Созвучие возникает, когда содержащий «информирован» реальностью содержания. Содержащий и содержание «звучат вместе»: ритм и мелодия движутся в напряжении и в унисон[19].

Единство в полярном напряжении

  1. Остаётся сомнение: не приведёт ли постижение реальности, осуществляемое таким образом (содержащий созвучен содержанию, как в изучении реальности, так и в последующем пояснении), к «релятивизму».

Три шага: реальность (бытие) являет себя, познаётся, поясняется[20].

Если в этих трёх шагах есть созвучие – значит есть единство.

Где единство, там бытие и реальность, лучше отражённая.

Бытие и реальность не монолитны: их единство задаётся серией систем полярных оппозиций, составляющих его. Не атомизация, не смешение с самим собой, а единство в полярном напряжении внутри-эмпирических и вне-эмпирических категорий, и трансцендентальных, которые его составляют. Единство бытия созвучно: речь идёт о «равновесии» – неточное слово – между формой и полнотой.

· · · ·

▶ **Поставленная задача**:
Запишите дословно часть фрагмента о созвучии и единстве бытия, приведённого выше, начиная со слов «1. Остаётся сомнение: не» вплоть до слов «значит есть единство.» включительно.

▶ **Сохранённые записи данных**:
· · · ·

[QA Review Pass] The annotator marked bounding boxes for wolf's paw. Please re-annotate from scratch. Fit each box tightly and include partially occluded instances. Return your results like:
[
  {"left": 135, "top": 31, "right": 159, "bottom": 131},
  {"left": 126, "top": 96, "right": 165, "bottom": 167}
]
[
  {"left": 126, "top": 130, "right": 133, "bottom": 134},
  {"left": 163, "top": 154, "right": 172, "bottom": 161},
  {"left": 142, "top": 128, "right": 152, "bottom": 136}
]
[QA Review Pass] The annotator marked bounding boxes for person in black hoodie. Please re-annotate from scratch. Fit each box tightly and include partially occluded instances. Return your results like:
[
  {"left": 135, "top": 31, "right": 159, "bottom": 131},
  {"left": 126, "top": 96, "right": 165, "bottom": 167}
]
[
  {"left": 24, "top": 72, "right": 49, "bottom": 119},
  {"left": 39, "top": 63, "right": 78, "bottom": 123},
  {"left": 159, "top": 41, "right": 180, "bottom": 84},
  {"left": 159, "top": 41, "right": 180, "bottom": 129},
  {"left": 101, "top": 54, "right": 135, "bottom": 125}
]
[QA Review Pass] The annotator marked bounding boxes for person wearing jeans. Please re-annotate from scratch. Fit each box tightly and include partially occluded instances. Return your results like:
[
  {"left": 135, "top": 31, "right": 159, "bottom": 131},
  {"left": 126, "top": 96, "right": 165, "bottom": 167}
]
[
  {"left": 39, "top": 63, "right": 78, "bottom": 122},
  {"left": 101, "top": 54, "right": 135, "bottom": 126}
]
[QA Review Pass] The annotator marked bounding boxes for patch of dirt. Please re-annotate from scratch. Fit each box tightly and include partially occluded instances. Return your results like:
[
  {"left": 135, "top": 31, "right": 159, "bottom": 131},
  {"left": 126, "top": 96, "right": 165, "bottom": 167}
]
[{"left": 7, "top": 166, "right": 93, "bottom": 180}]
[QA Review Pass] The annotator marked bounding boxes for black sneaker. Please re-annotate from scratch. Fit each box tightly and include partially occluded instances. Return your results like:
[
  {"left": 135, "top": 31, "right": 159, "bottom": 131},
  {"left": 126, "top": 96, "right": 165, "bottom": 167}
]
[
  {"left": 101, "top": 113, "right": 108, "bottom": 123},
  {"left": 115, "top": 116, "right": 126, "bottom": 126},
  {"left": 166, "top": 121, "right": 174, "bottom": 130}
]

· · · ·

▶ **Правильный ответ**:
1. Остаётся сомнение: не приведёт ли постижение реальности, осуществляемое таким образом (содержащий созвучен содержанию, как в изучении реальности, так и в последующем пояснении), к «релятивизму».

Три шага: реальность (бытие) являет себя, познаётся, поясняется[20].

Если в этих трёх шагах есть созвучие – значит есть единство.